*WHAT YOU HAVE TO DO*: Please restate the records below word for word, leaving out every picture.
"""
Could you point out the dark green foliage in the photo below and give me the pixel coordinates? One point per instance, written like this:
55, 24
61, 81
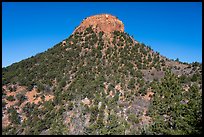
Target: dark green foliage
170, 115
83, 68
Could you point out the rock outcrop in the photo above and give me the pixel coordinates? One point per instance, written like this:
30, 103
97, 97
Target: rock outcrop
102, 22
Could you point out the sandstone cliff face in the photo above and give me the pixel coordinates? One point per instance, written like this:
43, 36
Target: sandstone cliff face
103, 22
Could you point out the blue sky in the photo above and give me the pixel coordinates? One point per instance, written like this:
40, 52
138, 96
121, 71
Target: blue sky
172, 29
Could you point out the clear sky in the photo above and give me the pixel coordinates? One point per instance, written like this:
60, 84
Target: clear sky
172, 29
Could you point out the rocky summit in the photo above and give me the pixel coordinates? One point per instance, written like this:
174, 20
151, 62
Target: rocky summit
103, 22
100, 81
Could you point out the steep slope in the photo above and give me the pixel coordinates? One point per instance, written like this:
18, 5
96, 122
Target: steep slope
97, 81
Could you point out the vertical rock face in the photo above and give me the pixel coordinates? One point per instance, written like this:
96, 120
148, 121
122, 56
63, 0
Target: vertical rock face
103, 22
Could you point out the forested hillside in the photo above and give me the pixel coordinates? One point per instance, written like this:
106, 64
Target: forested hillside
94, 83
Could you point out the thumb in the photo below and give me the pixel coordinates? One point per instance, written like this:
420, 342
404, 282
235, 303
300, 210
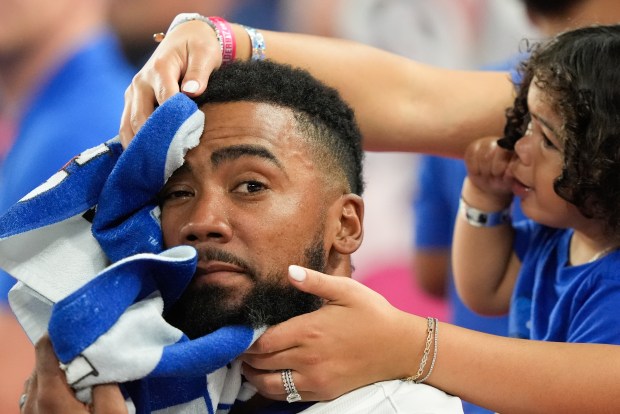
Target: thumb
335, 289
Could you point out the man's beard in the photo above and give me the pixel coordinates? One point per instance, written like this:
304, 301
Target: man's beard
204, 309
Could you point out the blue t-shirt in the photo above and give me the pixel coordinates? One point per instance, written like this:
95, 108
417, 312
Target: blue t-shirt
553, 301
79, 107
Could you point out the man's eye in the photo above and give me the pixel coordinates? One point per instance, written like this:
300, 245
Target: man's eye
548, 143
250, 187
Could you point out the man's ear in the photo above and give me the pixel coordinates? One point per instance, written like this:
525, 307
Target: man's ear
350, 230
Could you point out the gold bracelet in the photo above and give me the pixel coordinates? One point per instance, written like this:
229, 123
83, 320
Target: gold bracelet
435, 341
430, 328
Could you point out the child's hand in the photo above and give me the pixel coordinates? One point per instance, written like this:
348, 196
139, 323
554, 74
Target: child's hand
488, 174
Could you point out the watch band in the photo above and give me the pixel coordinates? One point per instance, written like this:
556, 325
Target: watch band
479, 218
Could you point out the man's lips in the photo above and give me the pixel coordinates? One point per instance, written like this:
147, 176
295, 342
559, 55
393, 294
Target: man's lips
214, 270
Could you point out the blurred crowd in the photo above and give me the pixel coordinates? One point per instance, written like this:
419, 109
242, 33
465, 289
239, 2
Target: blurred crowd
65, 64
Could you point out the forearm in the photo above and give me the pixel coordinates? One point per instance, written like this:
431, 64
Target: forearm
522, 376
401, 105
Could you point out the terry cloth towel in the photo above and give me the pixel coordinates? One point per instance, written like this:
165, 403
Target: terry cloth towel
87, 250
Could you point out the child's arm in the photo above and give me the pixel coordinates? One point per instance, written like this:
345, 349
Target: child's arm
484, 264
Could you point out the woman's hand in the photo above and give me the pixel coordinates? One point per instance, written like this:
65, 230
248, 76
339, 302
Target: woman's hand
355, 339
186, 56
47, 391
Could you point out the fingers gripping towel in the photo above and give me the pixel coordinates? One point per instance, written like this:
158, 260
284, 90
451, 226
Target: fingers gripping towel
86, 248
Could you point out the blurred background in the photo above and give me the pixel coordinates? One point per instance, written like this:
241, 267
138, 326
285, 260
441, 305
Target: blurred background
48, 49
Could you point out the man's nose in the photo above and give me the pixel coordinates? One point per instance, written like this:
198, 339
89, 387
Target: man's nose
207, 221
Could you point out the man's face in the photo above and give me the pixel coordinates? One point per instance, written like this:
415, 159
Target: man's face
251, 200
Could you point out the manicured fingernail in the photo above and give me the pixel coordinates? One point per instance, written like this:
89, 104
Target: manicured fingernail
298, 273
190, 86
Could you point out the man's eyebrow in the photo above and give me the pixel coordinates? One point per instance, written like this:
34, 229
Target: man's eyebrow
237, 151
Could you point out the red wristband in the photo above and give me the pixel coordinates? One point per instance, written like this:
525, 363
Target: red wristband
227, 36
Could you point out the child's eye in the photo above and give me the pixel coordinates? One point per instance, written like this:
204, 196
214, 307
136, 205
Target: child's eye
250, 187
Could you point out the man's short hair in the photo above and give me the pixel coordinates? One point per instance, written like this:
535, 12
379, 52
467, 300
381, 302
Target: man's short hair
321, 114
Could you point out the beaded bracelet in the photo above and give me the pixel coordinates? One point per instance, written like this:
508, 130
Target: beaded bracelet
226, 37
430, 328
222, 28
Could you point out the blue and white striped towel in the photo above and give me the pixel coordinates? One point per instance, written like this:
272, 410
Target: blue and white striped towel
86, 248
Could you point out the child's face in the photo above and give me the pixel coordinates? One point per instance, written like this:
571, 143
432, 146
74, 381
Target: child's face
538, 162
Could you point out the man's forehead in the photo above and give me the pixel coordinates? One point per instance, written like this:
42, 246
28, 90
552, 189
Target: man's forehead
254, 119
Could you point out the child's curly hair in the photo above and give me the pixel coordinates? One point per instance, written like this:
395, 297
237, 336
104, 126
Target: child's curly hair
579, 71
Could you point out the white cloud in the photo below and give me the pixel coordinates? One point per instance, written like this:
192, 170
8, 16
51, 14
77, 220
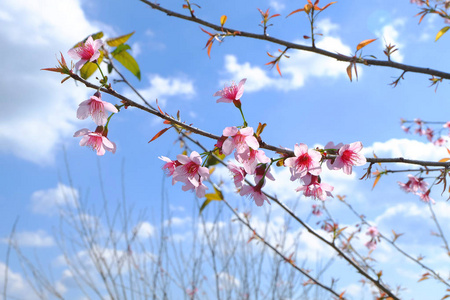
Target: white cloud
48, 202
277, 5
145, 230
389, 34
17, 288
37, 111
405, 148
39, 238
227, 282
300, 67
174, 221
161, 88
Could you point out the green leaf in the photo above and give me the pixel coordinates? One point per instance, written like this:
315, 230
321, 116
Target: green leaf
89, 68
128, 62
212, 160
95, 36
205, 204
114, 42
441, 32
"""
*TASK OUTPUT*:
Could you point out the dark green foliage in the photo below and give me the pixel coordinates? One point per instance, written like this:
55, 24
61, 81
Target: dark green foliage
170, 115
83, 68
Could you point out the rock outcrop in the photo above and give me the pixel coordinates? One point per instance, written like this:
30, 103
97, 97
Target: rock outcrop
102, 22
Could you point out the sandstone cliff face in the photo above and give me the pixel coordinates? One point per instance, written like this:
43, 36
Target: sandstone cliff face
103, 22
Could you point out the blue sky in the photo above and give me the pixel coordinates? One point per instance, written like this:
40, 52
138, 96
121, 71
Target: blue sky
172, 29
Could you point out the clear sky in the photo above and give me the pixel coordinates? One point per instance, written like this:
60, 84
Target: clear sky
172, 29
Could you point out the rocky summit in the photo above and give me the pixel coordinates? One point per instance, written like this:
174, 20
151, 62
Target: rocky summit
103, 22
100, 81
Could you point out the steep slope in the photo above and give me the pixel coordinates? One point per instance, written like this:
18, 5
96, 122
Target: steep slope
97, 81
Could you point out the vertical rock face in the photo above and give me the pixel coordinates? One point per instance, written like this:
96, 120
148, 121
122, 56
63, 0
Target: vertical rock face
103, 22
Could you point out the forested hillside in the photo above and give me the pixel coordinates? One point per instance, written like this:
106, 64
Target: forested hillside
94, 83
Could you point out the thumb in the photo below and give me the pixel coordinates? One point per instance, written like this:
420, 342
404, 282
235, 303
300, 210
Target: thumb
335, 289
Could you point out the man's beard in the photo above and give me the pixel coordinates? One point per instance, written like this:
304, 301
Target: man's beard
204, 309
Could you point out the blue t-shirt in the photo above and give me the pixel coordinates? One point per instance, written like this:
95, 108
417, 312
Target: blue t-shirt
553, 301
79, 107
Could you point out the man's eye in the photo above and give me the pixel coordinates? One point per instance, written like this:
300, 245
Target: man's eye
548, 143
250, 187
Could you point out the man's ear in the photo above and give me the pixel coordinates? One point per instance, written like this:
525, 307
Target: man's ear
350, 230
Could you point out the gold bracelet in the photo above and give me the pixel coordinates? One point per instance, written like this:
229, 123
83, 320
Target: gold bracelet
435, 341
430, 328
Could you point out the child's hand in the photo above and give me the pixel coordinates? One point per instance, written like this:
348, 196
139, 323
554, 74
Target: child's hand
488, 174
Could you point out the watch band in the photo above and give me the pixel coordinates? One point per instance, written like this:
556, 325
Target: watch band
479, 218
Could you point out the man's lips in the photo above and give me the pixel coordinates? One point per instance, written like this:
147, 176
295, 342
559, 55
393, 294
Target: man's lips
214, 270
Could you point out the blurred crowd in the photo above and give me the pixel coordinates? One point per instance, written like this:
419, 109
242, 33
465, 289
239, 2
Target: blurred crowd
65, 64
Could you point out the forearm in the photo above and give me the pixel coordinates? One point per instance, written like this:
431, 64
Target: forearm
522, 376
401, 105
Could you point out the terry cloth towel in the photo above and give me the pixel coordinates? One point per instance, written like this:
165, 403
Target: terry cloth towel
87, 250
Could you point out the child's arm in the photo above and give me the pixel coordinates? One point per instance, written like this:
345, 349
Target: child's arm
484, 264
Could you point out the woman's hand in the photo above and give me the pixel coordinates? One point per instance, written like this:
65, 230
248, 76
339, 302
Target: woman's hand
355, 339
186, 56
47, 391
Could you point out the fingers gripping towel in the photo above and give me the pixel coordinates? One point per instance, written like this:
158, 260
284, 90
451, 226
Target: fingers gripping towel
86, 248
Could you point out the blurred background in the photo above and give me the pixel coordinates? One point per instance, written like this:
241, 267
138, 326
285, 260
441, 305
Target: blurred background
48, 49
Could you point out the man's nose in the photo above and give me the pixel coordinates? One point per instance, written like this:
198, 339
89, 387
Target: man's nose
207, 221
Could you point out the man's face in the photo above and give me the pixel coordinates? One point per instance, written like this:
415, 159
Target: man's face
251, 200
Could you point out the manicured fingernail in the photo above and give me the pixel coordinates? One point per instance, written like this:
89, 104
Target: manicured fingernail
298, 273
190, 86
Could you point out the man's eyebrow in the photo above and give me the pixel coordinates? One point per instance, written like this:
34, 229
Target: man's eyebrow
237, 151
Could you point out the red wristband in the photo above and give me the pixel coordinates? One point per instance, written like this:
525, 363
Target: red wristband
227, 36
Could you point out the child's eye in the photo above and give me the pixel coordinates? One point per instance, written like this:
204, 196
214, 307
136, 205
Target: child's eye
250, 187
Could you point out the man's short hair in the photo above and give me the pixel coordinates? One point per instance, written like this:
535, 12
379, 52
467, 300
381, 302
Target: man's short hair
321, 114
Could you point out the beaded bracelet in the photo above and give me the pixel coordinates? One point per instance, written like this:
508, 130
Target: beaded bracelet
226, 37
430, 328
222, 28
Could you point out the blue and white striped towel in the photo above and give me the pixel coordinates? One point per instance, written like this:
272, 410
Target: blue and white striped towel
86, 248
Could you point out the child's face in the photo above and give me the pixel coordinates? One point per instance, written like this:
571, 143
432, 146
74, 381
Target: child's face
538, 162
Could you point out the man's forehead in the photo above and give me the pixel coordinates? One point per instance, written like this:
42, 246
28, 90
552, 189
Target: man's forehead
254, 119
Could you point out the child's curly hair in the photo above and give me the pixel coordinates? One point per instance, written like this:
395, 297
237, 336
104, 126
Target: child's curly hair
579, 71
Could you point out the white cloud in the photo below and give me the pixel coordinates? One point per instance, written like this:
192, 170
8, 16
51, 14
77, 220
Target: white cloud
48, 202
277, 5
145, 230
389, 34
17, 288
37, 111
405, 148
39, 238
227, 282
300, 67
174, 221
161, 88
Could you point out the green leaf in the photo above and give me the pixel coordinates? One point per instance, written like this:
315, 230
321, 116
Target: green leaf
89, 68
128, 62
212, 160
95, 36
205, 204
114, 42
441, 32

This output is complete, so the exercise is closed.